Study text →
--------
UNCTAD: Global FDI may decline or remain flat in 2022

FDI rebounded to nearly $1.6 tn last year
FDI
FDI

According to the United Nations Conference on Trade and Development (UNCTAD)’s World Investment Report 2022, foreign direct investment (FDI) increased to about $1.6 trillion last year. However, it warns that this trajectory is unlikely to continue in 2022, given the impact of the Russo-Ukrainian war and the ongoing uncertainty in the Covid-19 situation. 

Flows of (FDI) recovered to pre-pandemic levels in 2021, hitting  $1.58 trillion – a 64 percent increase compared with 2020. But the prospects for this year are grimmer, said UNCTAD’s World Investment Report 2022. 

The report, entitled “International tax reforms and sustainable investment”, noted that to cope with an environment of uncertainty and risk aversion, developing countries must get significant help from the international community.

“The need for investment in productive capacity, in the Sustainable Development Goals (SDGs), and in climate change mitigation and adaptation is enormous. Current investment trends in these areas are not unanimously positive,” UNCTAD Secretary-General Rebeca Grynspan said.
--------
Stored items
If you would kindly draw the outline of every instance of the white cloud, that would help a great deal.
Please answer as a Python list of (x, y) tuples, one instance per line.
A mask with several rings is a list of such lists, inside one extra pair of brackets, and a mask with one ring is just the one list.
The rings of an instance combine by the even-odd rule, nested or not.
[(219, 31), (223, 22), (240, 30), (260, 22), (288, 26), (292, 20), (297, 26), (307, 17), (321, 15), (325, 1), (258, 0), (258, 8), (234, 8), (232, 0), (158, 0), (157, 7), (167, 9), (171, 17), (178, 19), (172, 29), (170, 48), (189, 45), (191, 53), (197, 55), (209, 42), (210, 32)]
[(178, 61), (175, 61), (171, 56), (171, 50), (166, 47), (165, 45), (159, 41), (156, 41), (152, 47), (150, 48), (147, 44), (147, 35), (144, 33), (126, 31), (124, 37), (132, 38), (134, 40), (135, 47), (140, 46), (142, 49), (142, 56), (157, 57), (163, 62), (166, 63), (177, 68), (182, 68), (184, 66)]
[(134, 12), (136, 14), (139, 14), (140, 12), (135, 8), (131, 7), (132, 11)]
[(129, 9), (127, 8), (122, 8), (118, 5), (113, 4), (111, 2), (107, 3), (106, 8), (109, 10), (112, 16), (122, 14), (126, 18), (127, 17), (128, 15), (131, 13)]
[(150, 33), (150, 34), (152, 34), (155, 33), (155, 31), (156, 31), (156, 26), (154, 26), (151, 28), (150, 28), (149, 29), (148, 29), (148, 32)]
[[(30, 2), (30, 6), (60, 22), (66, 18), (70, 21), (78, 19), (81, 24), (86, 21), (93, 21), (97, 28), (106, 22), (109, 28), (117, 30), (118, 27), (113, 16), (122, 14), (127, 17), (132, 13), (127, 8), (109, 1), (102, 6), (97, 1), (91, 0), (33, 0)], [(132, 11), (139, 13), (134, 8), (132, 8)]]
--------
Work instructions →
**A)** Reproduce the stretch of the FDI article from "Flows of (FDI)" through "Rebeca Grynspan said." word for word.
**B)** Carry on the FDI article from the point where it ends.

Outputs by task →
**A)**
Flows of (FDI) recovered to pre-pandemic levels in 2021, hitting  $1.58 trillion – a 64 percent increase compared with 2020. But the prospects for this year are grimmer, said UNCTAD’s World Investment Report 2022. 

The report, entitled “International tax reforms and sustainable investment”, noted that to cope with an environment of uncertainty and risk aversion, developing countries must get significant help from the international community.

“The need for investment in productive capacity, in the Sustainable Development Goals (SDGs), and in climate change mitigation and adaptation is enormous. Current investment trends in these areas are not unanimously positive,” UNCTAD Secretary-General Rebeca Grynspan said.

**B)**
“It is important that we act now. Even though countries face very alarming immediate problems stemming from the cost-of-living crisis, it is important we are able to invest in the long term.”

Other factors clouding the FDI horizon include renewed pandemic impacts, the likelihood of more interest rate rises in major economies, negative sentiment in financial markets, and a potential recession, the report observed. 

Three-quarters of global FDI growth was in developed economies in 2021

 

The analysis showed that the global FDI rose last year with momentum from booming merger and acquisition (M&A) activity and rapid growth in international project finance due to loose financing and major infrastructure stimulus packages.

While the recovery benefited all regions, almost three-quarters of the growth was concentrated in developed economies, where FDI flows soared 134 percent.

The report further highlighted that the flows to developing economies rose 30 percent to $837 billion – the highest level ever recorded – largely due to strong growth in Asia, a partial recovery in Latin America and the Caribbean, and an upswing in Africa. The share of developing countries in global flows remained just above 50 percent.

It demonstrated that the reinvested earnings component of FDI – profits retained in foreign affiliates by multinational companies – accounted for the bulk of the global growth, reflecting the record rise in corporate profits, especially in developed economies.

The top 10 economies for FDI inflows in 2021 were the United States, China, Hong Kong (China), Singapore, Canada, Brazil, India, South Africa, Russia, and Mexico.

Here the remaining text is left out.